• _Trecho do documento_:
Na prática, a disputa pela criação do discurso de patrimônio se define com a construção do Palácio Capanema no Rio de Janeiro, sede do Ministério da Educação e Cultura, que logo em seguida é tombado, e com a decisão do ministro por um projeto moderno, já apontando a linha de pensamento dos modernistas. Começam a se destacar os projetos de Oscar Niemeyer e Lúcio Costa. Desta forma, são construídas as narrativas que passam a dar o tom da ideia de patrimônio no Brasil. Não se trata, no entanto, de se crer numa hegemonia total do processo por parte dos modernos, mas sim, e principalmente, do fato de que foi oportuna na ocasião a criação de um discurso sobre a história do patrimônio.
Nesse contexto, a arquitetura eclética, símbolo da República Velha e de um Brasil agrário com cidades que valorizavam o estrangeirismo, passa a ser descartada, destruída para dar lugar ao novo. Para os modernistas a influência do estrangeiro não interessava e, desta maneira, construções ecléticas não entraram na lista do que deveriam ser preservado como patrimônio. O ecletismo foi considerado uma espécie de “hiato” na arquitetura brasileira.
Cabe destacar em todo esse processo a relação dos modernistas com o Estado-Novo e com a busca da identidade nacional que o então regime de Getúlio Vargas almejava. É no Estado-Novo que é construída a ideia de que a cultura iria unificar as massas e, consequentemente, a noção de unidade territorial alicerçada no ideário de patrimônio nacional. No entanto, tal cultura era a da elite formada por brancos, católicos, com heróis que não representavam a maioria da população.
Mário de Andrade concebia o patrimônio a partir da ideia de patrimônio artístico, ou seja, a partir das artes. E desta forma cria categorias para os diferentes tipos de manifestações artísticas com base em sua definição de arte. São estabelecidas a arte erudita, a arte popular, a arte indígena, dentre outras tipologias. Com base nisto é pensado o patrimônio como um conjunto de bens artísticos. O anteprojeto de lei de Mário de Andrade é tido naquela época como inviável e Rodrigo Melo Franco de Andrade reelabora esse importante documento balizador das políticas e práticas de preservação patrimonial. O que ocorre, de fato, é uma incorporação da legislação francesa de proteção do patrimônio ao nosso sistema jurídico. Isto tem gerado tensões até hoje entre o Decreto-Lei 25/37 e a Constituição Federal devido às ambas concepções de patrimônio.

• _Dados fornecidos_:
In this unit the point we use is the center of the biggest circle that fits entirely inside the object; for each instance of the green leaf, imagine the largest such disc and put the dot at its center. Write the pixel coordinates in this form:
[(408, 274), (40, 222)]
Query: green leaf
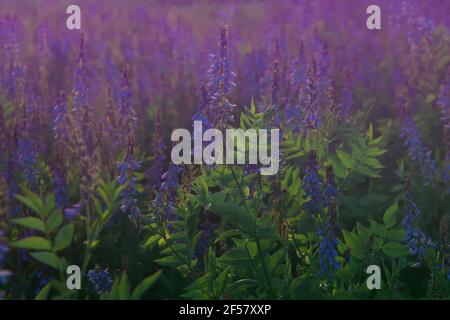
[(370, 131), (395, 250), (123, 287), (170, 261), (221, 282), (228, 234), (346, 159), (390, 216), (235, 257), (146, 284), (32, 243), (369, 172), (32, 201), (55, 220), (43, 294), (396, 235), (48, 258), (30, 223), (64, 237), (378, 229)]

• _Tarefas propostas_:
**a.** Segundo o trecho sobre patrimônio, qual legislação estrangeira foi incorporada ao sistema jurídico brasileiro?
**b.** Transcreva do trecho sobre patrimônio, sem qualquer alteração, a passagem que vai desde "Mário de Andrade concebia" até "concepções de patrimônio.", inclusive.

• _Respostas redigidas_:
**a.** A legislação francesa de proteção do patrimônio.

**b.**
Mário de Andrade concebia o patrimônio a partir da ideia de patrimônio artístico, ou seja, a partir das artes. E desta forma cria categorias para os diferentes tipos de manifestações artísticas com base em sua definição de arte. São estabelecidas a arte erudita, a arte popular, a arte indígena, dentre outras tipologias. Com base nisto é pensado o patrimônio como um conjunto de bens artísticos. O anteprojeto de lei de Mário de Andrade é tido naquela época como inviável e Rodrigo Melo Franco de Andrade reelabora esse importante documento balizador das políticas e práticas de preservação patrimonial. O que ocorre, de fato, é uma incorporação da legislação francesa de proteção do patrimônio ao nosso sistema jurídico. Isto tem gerado tensões até hoje entre o Decreto-Lei 25/37 e a Constituição Federal devido às ambas concepções de patrimônio.